■ WHAT IS EXPECTED ■
Read through the listing below and copy each line in which the word "glove" occurs.
──────── GIVEN DATA ────────
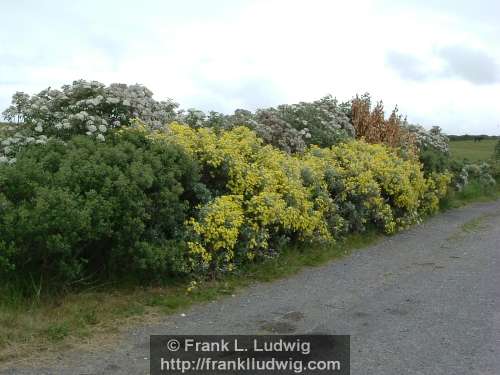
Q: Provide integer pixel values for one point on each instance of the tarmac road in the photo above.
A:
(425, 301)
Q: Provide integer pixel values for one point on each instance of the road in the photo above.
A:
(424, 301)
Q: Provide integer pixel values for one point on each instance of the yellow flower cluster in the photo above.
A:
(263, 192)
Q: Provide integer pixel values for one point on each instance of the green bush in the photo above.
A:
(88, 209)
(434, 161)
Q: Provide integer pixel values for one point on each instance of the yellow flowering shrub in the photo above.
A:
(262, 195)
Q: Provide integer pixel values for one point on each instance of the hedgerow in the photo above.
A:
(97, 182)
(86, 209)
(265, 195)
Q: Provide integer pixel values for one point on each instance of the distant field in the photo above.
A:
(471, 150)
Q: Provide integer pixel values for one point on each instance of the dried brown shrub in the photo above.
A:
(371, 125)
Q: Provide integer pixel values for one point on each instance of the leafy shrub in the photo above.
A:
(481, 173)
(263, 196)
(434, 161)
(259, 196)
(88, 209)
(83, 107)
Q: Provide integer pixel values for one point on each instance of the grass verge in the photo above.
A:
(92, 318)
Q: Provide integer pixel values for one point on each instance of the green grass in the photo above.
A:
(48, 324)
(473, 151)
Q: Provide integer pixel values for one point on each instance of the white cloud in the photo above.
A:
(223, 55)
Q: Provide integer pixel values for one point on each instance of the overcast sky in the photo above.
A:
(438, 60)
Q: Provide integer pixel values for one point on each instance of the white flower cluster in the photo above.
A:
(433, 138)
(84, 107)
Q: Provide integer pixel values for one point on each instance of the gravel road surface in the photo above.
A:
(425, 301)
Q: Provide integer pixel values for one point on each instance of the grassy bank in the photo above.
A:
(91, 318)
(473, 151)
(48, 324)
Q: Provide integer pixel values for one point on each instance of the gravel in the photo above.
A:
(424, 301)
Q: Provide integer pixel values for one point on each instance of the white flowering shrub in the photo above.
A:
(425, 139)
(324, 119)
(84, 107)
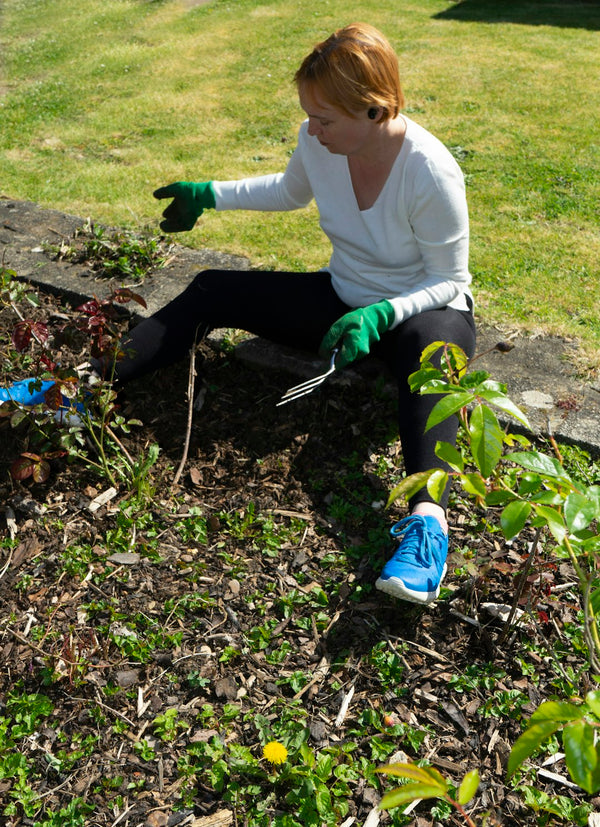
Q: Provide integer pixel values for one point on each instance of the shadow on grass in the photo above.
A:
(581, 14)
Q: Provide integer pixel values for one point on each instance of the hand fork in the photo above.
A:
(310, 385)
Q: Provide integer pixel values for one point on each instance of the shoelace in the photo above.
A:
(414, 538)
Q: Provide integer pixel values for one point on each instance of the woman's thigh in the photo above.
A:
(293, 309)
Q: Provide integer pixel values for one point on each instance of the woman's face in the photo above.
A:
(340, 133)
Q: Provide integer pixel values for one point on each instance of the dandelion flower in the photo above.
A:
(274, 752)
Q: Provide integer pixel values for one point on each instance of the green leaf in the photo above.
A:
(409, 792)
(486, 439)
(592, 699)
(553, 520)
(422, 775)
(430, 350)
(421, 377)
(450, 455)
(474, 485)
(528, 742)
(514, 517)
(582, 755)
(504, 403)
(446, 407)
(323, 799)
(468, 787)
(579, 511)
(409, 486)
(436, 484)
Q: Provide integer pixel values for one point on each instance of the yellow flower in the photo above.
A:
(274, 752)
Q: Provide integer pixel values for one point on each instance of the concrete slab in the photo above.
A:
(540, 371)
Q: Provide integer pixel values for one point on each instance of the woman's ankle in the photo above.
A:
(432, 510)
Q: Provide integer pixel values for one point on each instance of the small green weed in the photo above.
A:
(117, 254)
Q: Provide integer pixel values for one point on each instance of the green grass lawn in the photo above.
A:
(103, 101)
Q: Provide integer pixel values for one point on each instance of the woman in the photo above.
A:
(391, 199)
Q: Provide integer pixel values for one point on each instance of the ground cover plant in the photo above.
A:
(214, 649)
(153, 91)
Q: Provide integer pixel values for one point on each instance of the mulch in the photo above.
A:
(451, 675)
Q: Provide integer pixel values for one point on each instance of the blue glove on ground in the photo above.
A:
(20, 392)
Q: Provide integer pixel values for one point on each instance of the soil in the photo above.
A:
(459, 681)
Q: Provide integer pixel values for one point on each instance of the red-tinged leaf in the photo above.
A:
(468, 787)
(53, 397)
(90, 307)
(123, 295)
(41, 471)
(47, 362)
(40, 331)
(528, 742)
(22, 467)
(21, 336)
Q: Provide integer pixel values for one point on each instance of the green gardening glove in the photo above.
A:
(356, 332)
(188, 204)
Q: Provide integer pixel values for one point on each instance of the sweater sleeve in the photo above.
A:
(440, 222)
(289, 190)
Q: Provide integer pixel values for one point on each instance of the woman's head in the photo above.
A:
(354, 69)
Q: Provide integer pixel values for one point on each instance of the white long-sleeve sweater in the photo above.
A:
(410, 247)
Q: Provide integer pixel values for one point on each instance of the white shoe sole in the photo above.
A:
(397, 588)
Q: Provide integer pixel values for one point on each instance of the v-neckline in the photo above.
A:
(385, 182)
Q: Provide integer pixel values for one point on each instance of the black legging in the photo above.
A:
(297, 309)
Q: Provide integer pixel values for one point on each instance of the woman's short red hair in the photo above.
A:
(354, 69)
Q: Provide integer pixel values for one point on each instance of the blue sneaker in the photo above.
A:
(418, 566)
────────
──────── GIVEN DATA ────────
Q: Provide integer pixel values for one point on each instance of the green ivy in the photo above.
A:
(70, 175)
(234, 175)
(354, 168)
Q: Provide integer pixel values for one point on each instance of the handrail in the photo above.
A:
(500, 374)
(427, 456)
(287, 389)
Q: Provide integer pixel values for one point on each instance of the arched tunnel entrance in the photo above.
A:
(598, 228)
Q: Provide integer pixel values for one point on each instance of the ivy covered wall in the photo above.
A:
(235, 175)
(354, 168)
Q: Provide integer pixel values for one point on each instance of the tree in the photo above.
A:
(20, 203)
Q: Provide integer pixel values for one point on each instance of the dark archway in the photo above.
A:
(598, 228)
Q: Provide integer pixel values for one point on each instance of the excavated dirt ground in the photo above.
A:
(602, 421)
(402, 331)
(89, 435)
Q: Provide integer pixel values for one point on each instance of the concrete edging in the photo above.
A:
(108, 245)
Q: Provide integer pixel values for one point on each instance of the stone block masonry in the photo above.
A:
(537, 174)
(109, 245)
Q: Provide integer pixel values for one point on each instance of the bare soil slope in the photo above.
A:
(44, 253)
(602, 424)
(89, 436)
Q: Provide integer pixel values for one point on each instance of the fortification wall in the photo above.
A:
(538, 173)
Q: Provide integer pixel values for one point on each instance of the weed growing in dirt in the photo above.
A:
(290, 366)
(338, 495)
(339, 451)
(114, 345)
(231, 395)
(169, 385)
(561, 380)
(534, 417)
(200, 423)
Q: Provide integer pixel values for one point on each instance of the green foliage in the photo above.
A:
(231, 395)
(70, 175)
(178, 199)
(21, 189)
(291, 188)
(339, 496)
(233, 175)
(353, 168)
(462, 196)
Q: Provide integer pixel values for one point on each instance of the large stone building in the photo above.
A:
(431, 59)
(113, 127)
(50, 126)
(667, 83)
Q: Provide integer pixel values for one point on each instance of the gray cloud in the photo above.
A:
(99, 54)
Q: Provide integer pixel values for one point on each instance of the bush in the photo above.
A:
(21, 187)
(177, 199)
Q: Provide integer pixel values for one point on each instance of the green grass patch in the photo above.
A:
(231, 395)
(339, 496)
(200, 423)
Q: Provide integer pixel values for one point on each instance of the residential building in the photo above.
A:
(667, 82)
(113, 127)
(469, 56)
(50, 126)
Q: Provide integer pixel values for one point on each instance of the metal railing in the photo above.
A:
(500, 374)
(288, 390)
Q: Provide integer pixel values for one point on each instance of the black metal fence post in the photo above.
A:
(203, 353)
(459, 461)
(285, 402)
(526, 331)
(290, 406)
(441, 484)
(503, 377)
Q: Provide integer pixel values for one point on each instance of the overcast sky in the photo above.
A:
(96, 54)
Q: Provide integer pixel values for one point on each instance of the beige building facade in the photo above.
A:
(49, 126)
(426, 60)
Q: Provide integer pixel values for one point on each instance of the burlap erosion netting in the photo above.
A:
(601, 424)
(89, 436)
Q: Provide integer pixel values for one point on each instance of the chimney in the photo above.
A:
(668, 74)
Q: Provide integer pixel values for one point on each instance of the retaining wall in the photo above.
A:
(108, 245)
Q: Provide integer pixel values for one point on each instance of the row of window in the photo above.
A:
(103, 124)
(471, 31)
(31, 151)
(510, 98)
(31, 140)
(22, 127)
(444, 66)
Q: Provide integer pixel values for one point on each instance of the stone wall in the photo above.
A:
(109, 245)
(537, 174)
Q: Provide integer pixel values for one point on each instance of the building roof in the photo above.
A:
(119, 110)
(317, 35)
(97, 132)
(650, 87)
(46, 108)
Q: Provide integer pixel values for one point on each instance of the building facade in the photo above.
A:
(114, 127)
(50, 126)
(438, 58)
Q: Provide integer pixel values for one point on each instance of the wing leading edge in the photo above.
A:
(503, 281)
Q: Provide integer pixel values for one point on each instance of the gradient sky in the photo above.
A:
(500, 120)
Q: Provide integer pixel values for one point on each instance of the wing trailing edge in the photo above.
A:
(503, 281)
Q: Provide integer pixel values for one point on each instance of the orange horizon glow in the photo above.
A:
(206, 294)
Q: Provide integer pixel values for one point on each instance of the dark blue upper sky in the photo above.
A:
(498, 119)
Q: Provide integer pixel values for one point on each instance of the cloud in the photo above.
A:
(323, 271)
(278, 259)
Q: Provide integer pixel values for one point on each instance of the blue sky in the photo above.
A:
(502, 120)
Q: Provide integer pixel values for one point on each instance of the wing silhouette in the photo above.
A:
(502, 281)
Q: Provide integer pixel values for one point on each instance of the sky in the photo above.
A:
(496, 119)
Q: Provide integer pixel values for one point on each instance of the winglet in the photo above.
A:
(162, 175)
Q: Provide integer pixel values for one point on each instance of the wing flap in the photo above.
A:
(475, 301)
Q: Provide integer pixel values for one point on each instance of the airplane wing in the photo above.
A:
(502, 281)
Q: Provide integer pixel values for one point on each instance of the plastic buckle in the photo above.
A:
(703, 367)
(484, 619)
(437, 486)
────────
──────── GIVEN DATA ────────
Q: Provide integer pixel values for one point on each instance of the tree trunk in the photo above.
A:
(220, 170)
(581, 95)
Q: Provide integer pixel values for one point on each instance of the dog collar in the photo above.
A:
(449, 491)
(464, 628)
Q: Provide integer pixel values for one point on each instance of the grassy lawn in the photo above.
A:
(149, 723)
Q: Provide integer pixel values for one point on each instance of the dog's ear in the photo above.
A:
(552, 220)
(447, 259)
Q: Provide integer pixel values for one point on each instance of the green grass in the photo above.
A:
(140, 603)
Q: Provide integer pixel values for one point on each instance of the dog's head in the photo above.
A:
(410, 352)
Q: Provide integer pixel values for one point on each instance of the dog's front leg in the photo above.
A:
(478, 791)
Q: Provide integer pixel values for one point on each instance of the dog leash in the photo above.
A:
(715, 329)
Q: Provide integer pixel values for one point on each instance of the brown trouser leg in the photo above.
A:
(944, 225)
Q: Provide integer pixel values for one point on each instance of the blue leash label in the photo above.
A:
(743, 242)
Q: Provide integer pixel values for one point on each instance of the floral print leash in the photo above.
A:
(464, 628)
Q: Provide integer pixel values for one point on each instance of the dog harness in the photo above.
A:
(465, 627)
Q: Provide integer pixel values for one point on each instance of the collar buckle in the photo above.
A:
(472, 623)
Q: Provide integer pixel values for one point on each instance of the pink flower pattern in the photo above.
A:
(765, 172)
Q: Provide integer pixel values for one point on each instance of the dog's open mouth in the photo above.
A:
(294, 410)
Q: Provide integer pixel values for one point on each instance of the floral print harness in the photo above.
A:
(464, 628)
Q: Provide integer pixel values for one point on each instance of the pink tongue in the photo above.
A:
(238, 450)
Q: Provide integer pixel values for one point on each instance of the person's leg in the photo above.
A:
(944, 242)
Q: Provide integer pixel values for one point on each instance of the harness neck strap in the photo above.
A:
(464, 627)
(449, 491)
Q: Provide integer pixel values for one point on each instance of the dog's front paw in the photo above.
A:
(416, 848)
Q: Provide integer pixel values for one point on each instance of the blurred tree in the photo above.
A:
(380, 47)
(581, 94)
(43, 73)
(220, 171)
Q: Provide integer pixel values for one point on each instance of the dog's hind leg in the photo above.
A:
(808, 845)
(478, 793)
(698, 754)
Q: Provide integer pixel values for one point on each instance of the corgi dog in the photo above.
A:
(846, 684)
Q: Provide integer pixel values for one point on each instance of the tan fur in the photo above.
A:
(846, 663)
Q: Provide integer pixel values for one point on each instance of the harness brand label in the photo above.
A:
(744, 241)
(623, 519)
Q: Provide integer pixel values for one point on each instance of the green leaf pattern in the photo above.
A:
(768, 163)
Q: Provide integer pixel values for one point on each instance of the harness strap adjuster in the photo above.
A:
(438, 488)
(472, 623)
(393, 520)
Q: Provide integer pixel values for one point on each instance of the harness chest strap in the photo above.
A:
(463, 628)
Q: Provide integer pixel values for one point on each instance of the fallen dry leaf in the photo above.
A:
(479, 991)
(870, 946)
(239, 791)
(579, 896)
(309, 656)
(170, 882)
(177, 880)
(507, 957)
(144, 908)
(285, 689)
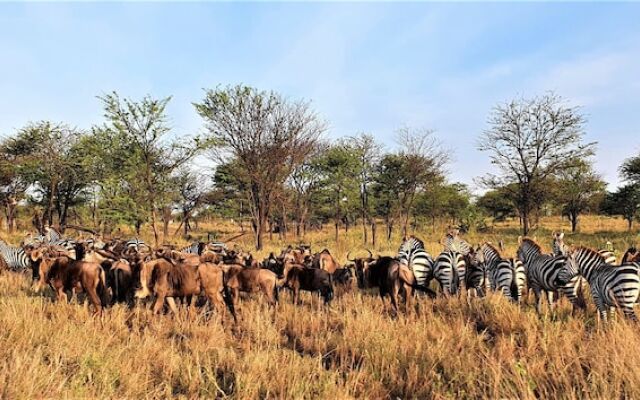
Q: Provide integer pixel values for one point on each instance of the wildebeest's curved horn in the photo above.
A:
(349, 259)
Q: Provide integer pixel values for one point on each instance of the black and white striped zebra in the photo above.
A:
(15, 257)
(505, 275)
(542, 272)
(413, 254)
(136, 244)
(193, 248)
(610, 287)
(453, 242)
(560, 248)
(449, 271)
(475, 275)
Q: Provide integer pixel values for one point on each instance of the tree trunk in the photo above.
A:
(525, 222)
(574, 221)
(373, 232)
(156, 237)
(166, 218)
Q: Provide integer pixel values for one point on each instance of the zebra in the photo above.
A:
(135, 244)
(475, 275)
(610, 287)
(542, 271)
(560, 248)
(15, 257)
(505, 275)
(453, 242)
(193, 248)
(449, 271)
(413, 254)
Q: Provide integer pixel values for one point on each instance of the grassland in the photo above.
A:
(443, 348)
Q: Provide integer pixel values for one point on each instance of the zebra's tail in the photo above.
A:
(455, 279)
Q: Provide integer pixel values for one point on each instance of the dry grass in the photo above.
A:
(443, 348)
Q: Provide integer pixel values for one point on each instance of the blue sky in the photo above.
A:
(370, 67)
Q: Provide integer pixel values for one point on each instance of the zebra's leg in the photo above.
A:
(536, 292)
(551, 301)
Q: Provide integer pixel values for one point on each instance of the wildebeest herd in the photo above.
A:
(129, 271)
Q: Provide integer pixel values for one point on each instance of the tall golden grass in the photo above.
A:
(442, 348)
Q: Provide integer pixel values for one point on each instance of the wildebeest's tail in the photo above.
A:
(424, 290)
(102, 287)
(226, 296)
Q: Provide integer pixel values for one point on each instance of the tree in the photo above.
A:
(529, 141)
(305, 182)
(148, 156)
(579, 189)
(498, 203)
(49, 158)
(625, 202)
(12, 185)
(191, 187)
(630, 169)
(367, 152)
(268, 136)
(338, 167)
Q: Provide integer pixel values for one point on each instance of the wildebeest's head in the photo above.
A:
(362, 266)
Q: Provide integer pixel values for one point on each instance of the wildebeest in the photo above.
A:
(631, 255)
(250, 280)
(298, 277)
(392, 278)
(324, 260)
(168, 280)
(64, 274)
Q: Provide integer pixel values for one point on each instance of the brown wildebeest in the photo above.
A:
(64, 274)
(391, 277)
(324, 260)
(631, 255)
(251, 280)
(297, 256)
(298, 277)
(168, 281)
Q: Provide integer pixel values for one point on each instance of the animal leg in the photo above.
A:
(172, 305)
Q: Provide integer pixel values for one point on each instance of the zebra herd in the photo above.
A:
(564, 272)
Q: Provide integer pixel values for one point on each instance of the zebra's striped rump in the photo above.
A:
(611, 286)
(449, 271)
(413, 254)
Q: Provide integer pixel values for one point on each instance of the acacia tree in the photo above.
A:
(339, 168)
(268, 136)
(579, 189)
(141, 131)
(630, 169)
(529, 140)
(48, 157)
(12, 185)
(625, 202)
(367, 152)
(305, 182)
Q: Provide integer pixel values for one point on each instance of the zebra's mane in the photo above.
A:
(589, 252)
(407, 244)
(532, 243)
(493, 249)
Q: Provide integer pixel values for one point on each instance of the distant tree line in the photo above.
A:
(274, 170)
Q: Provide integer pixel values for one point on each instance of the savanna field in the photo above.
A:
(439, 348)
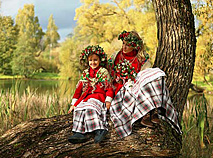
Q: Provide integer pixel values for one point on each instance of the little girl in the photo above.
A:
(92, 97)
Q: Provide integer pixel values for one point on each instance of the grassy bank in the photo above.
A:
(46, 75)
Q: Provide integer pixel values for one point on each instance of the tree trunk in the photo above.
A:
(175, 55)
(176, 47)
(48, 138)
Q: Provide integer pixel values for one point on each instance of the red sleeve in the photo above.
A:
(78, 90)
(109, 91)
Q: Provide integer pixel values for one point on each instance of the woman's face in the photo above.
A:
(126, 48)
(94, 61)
────────
■ OUTPUT FOR THIS TASK ■
Q: Provide integer pixel values for one point on each instance of the blue glove on ground in the photo above.
Q: Provide integer pixel values for one point on each instance of the green gardening glove in the photo above.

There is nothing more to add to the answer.